Entries on locating named things:
------------------------------------

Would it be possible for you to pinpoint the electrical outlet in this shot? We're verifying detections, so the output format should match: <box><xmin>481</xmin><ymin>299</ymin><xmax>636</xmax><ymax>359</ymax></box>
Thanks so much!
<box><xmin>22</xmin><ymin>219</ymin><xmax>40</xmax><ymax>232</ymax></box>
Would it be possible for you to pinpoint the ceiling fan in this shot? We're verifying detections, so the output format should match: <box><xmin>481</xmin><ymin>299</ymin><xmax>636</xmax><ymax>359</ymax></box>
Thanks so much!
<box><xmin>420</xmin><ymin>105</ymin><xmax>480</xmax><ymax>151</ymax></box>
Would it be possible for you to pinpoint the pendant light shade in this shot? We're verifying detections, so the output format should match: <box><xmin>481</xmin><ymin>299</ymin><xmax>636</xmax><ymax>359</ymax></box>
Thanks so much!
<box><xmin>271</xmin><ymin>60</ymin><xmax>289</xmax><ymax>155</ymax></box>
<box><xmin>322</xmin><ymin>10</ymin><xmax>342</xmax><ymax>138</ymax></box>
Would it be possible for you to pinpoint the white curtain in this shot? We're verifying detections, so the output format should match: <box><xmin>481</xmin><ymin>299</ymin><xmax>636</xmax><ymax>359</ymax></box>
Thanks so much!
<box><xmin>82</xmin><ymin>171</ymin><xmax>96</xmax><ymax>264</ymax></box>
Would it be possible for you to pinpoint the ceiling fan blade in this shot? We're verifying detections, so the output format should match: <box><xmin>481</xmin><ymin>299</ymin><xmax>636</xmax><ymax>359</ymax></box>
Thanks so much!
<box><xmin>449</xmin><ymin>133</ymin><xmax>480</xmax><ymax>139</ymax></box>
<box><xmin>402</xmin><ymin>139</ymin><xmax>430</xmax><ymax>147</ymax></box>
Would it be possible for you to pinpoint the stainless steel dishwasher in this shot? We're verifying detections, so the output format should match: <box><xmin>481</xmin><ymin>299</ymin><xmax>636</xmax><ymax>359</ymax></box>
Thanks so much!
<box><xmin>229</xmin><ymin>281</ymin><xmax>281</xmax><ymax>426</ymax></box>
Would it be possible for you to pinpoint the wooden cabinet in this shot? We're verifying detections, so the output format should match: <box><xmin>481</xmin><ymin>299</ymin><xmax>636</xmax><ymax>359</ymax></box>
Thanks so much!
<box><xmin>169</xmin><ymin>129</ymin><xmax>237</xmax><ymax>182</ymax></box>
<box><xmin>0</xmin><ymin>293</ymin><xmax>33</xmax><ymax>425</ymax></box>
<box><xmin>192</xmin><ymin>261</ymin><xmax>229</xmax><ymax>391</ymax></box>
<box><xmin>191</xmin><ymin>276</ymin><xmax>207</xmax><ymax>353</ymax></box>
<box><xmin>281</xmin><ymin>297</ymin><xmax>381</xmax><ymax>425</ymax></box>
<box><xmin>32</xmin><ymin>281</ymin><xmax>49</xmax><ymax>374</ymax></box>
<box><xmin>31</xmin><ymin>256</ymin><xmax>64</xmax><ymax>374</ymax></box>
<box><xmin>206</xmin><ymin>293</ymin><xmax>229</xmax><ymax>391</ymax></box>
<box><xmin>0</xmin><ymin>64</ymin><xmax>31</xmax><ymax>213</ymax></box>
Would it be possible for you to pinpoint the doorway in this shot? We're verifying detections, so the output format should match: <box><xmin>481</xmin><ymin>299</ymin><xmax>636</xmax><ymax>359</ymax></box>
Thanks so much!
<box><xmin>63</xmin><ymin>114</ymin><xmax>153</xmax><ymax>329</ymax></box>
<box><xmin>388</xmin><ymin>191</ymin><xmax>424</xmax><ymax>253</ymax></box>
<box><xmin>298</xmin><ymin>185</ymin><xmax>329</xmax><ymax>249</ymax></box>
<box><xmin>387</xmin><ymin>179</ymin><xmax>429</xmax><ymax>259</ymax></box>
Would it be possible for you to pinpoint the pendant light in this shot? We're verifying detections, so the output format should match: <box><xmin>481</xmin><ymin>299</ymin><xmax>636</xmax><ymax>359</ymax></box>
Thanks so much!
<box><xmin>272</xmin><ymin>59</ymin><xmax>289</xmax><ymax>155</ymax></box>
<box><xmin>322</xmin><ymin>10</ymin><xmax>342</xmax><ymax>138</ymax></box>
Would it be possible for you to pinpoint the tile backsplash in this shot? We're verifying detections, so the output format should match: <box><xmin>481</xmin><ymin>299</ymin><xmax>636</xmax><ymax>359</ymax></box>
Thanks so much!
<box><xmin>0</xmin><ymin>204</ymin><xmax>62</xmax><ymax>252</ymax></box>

------------------------------------

Please repeat the data from the line containing "Would it be possible for you to pinpoint the tile" through the end, keeping every line, and multiply each coordinate in the answers by 2.35, rounding to whole numbers with halves going up. Leave all other numbers unchanged.

Task solution:
Would it be possible for you to pinpoint the tile backsplash in this shot? We're verifying detections, so the output format should match: <box><xmin>481</xmin><ymin>299</ymin><xmax>636</xmax><ymax>359</ymax></box>
Thanks so much!
<box><xmin>0</xmin><ymin>479</ymin><xmax>146</xmax><ymax>592</ymax></box>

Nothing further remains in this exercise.